• [What is needed] Write the records out exactly as they read, but not the pictures.

Natural-language object grounding data
***
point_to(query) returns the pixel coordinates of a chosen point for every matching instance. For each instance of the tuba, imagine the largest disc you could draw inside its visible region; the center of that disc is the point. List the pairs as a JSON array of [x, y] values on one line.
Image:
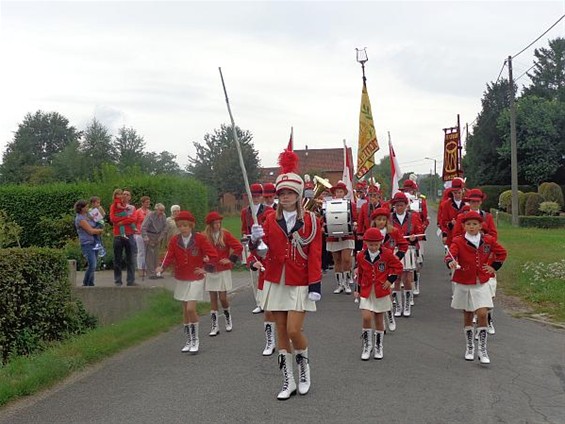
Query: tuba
[[321, 185]]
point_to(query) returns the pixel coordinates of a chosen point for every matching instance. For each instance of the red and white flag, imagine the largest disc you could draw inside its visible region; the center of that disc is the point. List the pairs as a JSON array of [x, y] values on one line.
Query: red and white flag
[[347, 177], [395, 172], [290, 141]]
***
• [Exercise answer]
point_to(query) returns the pixel coordinates of a chosen point for every matching instance. For each instance of the tuba, imagine the largest disc you could draw inside its visible region; the center of that disc is the point. List the pairs as a JSON array of [x, y] values on one line.
Image:
Query: tuba
[[321, 185]]
point_to(query) returns the pixel coordinates of a chosen point for every matching instance. For each instance of the red and white flag, imagine the largest disc you could draw inside its visible region; the center of that disc is the point. List the pairs as a JSON array of [x, y] values on one line.
Query: red and white flag
[[347, 177], [395, 172], [290, 141]]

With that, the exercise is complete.